Excerpt:
== == ==
# Graphene-like quaternary compound SiBCN: a new wide direct band gap   semiconductor predicted by a first-principles study

**Authors:** Yan Qian, Haiping Wu, Erjun Kan, and Kaiming Deng

arXiv: 1703.03893 · 2017-06-05

## TL;DR

This study predicts a new graphene-like quaternary SiBCN compound with a wide direct band gap and high carrier mobility, potentially advancing silicon-based 2D semiconductors for industry applications.

## Contribution

First-principles prediction of a stable, wide-bandgap, graphene-like SiBCN monolayer with high mobility, filling a gap in 2D silicon-based semiconductor research.

## Key findings

- SiBCN has a ~2.63 eV direct band gap.
- High carrier mobility: ~5.14x10^3 cm^2V^-1s^-1 for electrons.
- Structural stability at 2000 K.
== == ==
Stored data:
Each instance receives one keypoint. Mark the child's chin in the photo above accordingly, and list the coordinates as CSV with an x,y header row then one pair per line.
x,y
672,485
== == ==
Exercise requirements:
1. Answer these from the SiBCN summary:
(a) What direct band gap does SiBCN have?
(b) At what temperature is its structural stability reported?
(c) What carrier mobility is given for electrons?
2. List every author named in the SiBCN summary.
3. Pick up the SiBCN summary after its final key finding and continue writing it.

Exercise answers:
1.
(a) About 2.63 eV.
(b) 2000 K.
(c) About 5.14x10^3 cm^2V^-1s^-1.

2. Yan Qian, Haiping Wu, Erjun Kan, Kaiming Deng

3.
## Abstract

Due to the lack of two-dimensional silicon-based semiconductors and the fact that most of the components and devices are generated on single-crystal silicon or silicon-based substrates in modern industry, designing two-dimensional silicon-based semiconductors is highly desired. With the combination of a swarm structure search method and density functional theory in this work, a quaternary compound SiBCN with graphene-like structure is found and displays a wide direct band gap as expected. The band gap is of ~2.63 eV which is just between ~2.20 and ~3.39 eV of the highlighted semiconductors SiC and GaN. Notably, the further calculation reveals that SiBCN possesses high carrier mobility with ~5.14x10^3 and ~13.07x10^3 cm^2V^-1s^-1 for electron and hole, respectively. Furthermore, the ab initio molecular dynamics simulations also show that the graphene-like structure of SiBCN can be well kept even at an extremely high temperature of 2000 K. The present work tells that designing ulticomponent silicides may be a practicable way to search for new silicon-based low-dimensional semiconductors which can match well with the previous Si-based substrates.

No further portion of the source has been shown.